* TASK: Without any of its pictures, the listing below should be output exactly.

* RECORDS SHOWN:

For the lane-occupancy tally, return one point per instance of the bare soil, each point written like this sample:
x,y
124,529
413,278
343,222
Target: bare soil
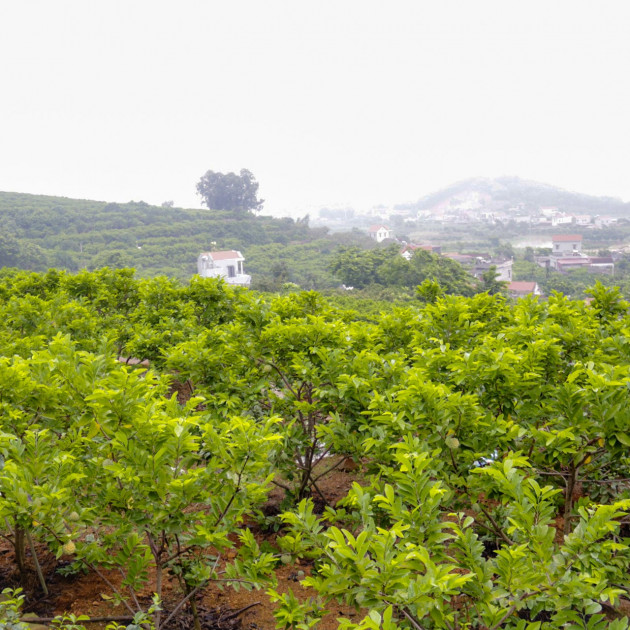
x,y
220,609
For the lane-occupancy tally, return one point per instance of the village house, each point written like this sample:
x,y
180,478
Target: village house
x,y
520,288
227,265
565,245
408,250
503,268
380,232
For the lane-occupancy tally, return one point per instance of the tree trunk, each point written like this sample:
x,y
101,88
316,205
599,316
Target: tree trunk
x,y
20,554
568,498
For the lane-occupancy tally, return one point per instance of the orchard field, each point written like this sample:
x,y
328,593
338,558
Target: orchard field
x,y
165,441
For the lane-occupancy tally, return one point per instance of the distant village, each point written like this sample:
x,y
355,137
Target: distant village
x,y
473,207
566,255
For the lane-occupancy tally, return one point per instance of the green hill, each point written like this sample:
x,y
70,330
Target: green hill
x,y
503,193
40,231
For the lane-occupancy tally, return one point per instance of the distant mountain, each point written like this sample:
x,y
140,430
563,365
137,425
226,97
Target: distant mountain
x,y
504,193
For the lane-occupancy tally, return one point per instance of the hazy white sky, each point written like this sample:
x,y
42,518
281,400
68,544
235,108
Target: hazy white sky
x,y
353,102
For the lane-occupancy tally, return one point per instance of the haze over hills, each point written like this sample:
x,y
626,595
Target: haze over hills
x,y
505,193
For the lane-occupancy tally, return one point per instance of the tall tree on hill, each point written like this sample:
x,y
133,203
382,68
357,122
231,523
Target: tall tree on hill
x,y
229,191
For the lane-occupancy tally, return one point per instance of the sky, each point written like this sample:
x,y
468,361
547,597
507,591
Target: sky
x,y
329,103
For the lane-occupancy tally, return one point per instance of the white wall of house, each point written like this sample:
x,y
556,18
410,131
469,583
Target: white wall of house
x,y
567,248
220,265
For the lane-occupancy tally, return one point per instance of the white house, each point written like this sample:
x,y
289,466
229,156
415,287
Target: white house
x,y
521,288
566,245
380,232
227,265
562,218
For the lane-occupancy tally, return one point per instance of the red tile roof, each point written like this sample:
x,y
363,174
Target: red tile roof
x,y
225,255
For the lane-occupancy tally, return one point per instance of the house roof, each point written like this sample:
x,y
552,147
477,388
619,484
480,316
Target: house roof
x,y
522,286
225,255
576,261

* EXERCISE ANSWER:
For the lane-occupancy tally, return one point per instance of the bare soil, each point written like this sample:
x,y
124,529
413,278
343,222
Target: bare soil
x,y
220,609
For the lane-occupancy tally, return one point per instance of the village house, each point written like this sample:
x,y
180,478
Target: village house
x,y
520,288
227,265
565,245
408,250
503,268
380,232
For the lane-occupancy tally, return one point per instance of the tree trunk, each point written like this sample:
x,y
101,88
316,205
599,316
Target: tree trunk
x,y
20,554
568,498
For the lane-occupancy tally, return one point per instance of the orchard field, each point written like this sample:
x,y
328,593
338,558
Target: orchard field
x,y
165,441
For the lane-occupancy tally, return one point per instance of the distant village, each point written like this sample:
x,y
355,137
Target: distant village
x,y
473,207
566,255
For the lane-occupancy tally, return one point per instance of the green hill, each point written like this sample:
x,y
70,330
Target: green hill
x,y
503,193
40,231
For the lane-occupancy tally, return one point per instance of the distant mountain, each point written like this sample:
x,y
140,430
563,365
137,425
226,97
Target: distant mountain
x,y
504,193
For the lane-occupancy tally, return one point per instance of the hazy white sky, each point written like this sample:
x,y
42,518
281,400
68,544
235,108
Target: hazy white sky
x,y
353,102
For the lane-occupancy tally, return one point per instance of the haze over hills, each point written like this sample:
x,y
626,595
Target: haze over hills
x,y
505,193
For the lane-occupancy tally, return one point per instance of the tall tree on hill, each point written like this sample:
x,y
133,203
382,68
357,122
231,523
Target: tall tree on hill
x,y
229,191
For the lane-occupancy tally, return one point per instance of the sky, each point written like this sample:
x,y
468,361
547,597
507,591
Target: sky
x,y
329,103
For the lane-occupancy tally, return one point per instance of the white wall of house, each point written like this sample:
x,y
556,18
410,131
469,583
Target: white wall of house
x,y
567,248
220,265
For the lane-occupancy tally, return one point per instance of the white house, each point written like this sample:
x,y
289,466
229,156
415,287
Target: white house
x,y
521,288
566,245
380,232
227,265
562,218
For the lane-occupancy tally, return one point per instance of the red tile roof, each point written like this sample:
x,y
363,174
Target: red tile roof
x,y
225,255
For the lane-occupancy tally, return one point per instance of the house roof, each point written like this sample:
x,y
552,147
477,388
619,484
480,316
Target: house roof
x,y
522,286
225,255
576,261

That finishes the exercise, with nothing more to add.